■ DO THIS
Quote the listing below in its entirety.

>> START RECORDS FOR PROCESSING

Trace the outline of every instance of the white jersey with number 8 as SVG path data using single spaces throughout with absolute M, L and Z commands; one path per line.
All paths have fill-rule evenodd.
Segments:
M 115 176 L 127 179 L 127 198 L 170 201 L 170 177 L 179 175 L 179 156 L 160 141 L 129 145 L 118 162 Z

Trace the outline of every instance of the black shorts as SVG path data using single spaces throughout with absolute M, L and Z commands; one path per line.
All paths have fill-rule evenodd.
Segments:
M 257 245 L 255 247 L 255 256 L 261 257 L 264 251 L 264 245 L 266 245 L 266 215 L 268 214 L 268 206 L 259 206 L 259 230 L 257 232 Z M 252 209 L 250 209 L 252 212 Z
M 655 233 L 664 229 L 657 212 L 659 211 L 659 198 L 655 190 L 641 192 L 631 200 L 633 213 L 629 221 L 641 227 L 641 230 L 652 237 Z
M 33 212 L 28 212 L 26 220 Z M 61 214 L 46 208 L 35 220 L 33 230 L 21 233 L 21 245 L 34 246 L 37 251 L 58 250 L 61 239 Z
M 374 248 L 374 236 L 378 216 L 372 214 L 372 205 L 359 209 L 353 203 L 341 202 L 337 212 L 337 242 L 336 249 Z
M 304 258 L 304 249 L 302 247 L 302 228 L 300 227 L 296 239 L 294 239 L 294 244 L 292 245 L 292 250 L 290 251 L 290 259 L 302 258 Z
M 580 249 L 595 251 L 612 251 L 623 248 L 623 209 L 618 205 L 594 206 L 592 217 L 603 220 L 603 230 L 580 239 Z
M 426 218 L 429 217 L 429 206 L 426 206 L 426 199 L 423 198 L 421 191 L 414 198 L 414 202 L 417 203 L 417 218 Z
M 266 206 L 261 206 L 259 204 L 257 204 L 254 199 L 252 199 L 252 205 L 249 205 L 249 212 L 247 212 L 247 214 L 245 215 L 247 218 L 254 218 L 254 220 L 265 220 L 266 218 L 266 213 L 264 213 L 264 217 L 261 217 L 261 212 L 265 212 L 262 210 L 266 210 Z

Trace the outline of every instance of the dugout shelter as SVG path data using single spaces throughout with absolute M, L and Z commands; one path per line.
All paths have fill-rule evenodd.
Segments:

>> END RECORDS FOR PROCESSING

■ WRITTEN SOLUTION
Trace the outline of every instance of the white jersey with number 8 as SVG path data using single spaces throughout with absolute M, L and Z commands; one path per line.
All paths have fill-rule evenodd.
Segments:
M 115 176 L 127 179 L 127 198 L 170 201 L 170 177 L 179 175 L 179 156 L 160 141 L 129 145 L 118 162 Z

Trace the outline of every instance of the black shorts as SVG path data using single spaces throughout with absolute M, L and Z commands; one path per line.
All paths have fill-rule evenodd.
Segments:
M 257 245 L 255 247 L 255 256 L 261 257 L 264 251 L 264 245 L 266 245 L 266 215 L 268 214 L 268 206 L 259 206 L 259 230 L 257 232 Z M 252 209 L 250 209 L 252 212 Z
M 655 233 L 664 229 L 657 212 L 659 211 L 659 198 L 655 190 L 641 192 L 631 200 L 633 213 L 629 221 L 641 227 L 641 230 L 652 237 Z
M 33 212 L 28 212 L 26 220 Z M 61 214 L 46 208 L 35 220 L 33 230 L 21 233 L 21 245 L 34 246 L 37 251 L 58 250 L 61 239 Z
M 374 248 L 374 236 L 378 216 L 372 214 L 372 205 L 359 209 L 353 203 L 341 202 L 337 212 L 337 242 L 336 249 Z
M 304 258 L 304 249 L 302 247 L 302 228 L 300 227 L 296 239 L 294 239 L 294 244 L 292 245 L 292 250 L 290 251 L 290 259 L 302 258 Z
M 580 249 L 595 251 L 612 251 L 623 248 L 623 209 L 618 205 L 594 206 L 592 217 L 603 220 L 603 230 L 580 239 Z
M 426 218 L 429 217 L 429 206 L 426 206 L 426 199 L 423 198 L 421 191 L 414 198 L 414 202 L 417 203 L 417 218 Z
M 266 206 L 261 206 L 259 204 L 257 204 L 254 199 L 252 199 L 252 205 L 249 205 L 249 212 L 247 212 L 247 214 L 245 215 L 247 218 L 254 218 L 254 220 L 265 220 L 266 218 L 266 213 L 264 213 L 264 217 L 261 217 L 261 212 L 265 212 L 262 210 L 266 210 Z

Trace the outline of every instance of the dugout shelter as SVG path data using single spaces throughout with absolute M, L and Z commands; one path per line.
All paths have fill-rule evenodd.
Segments:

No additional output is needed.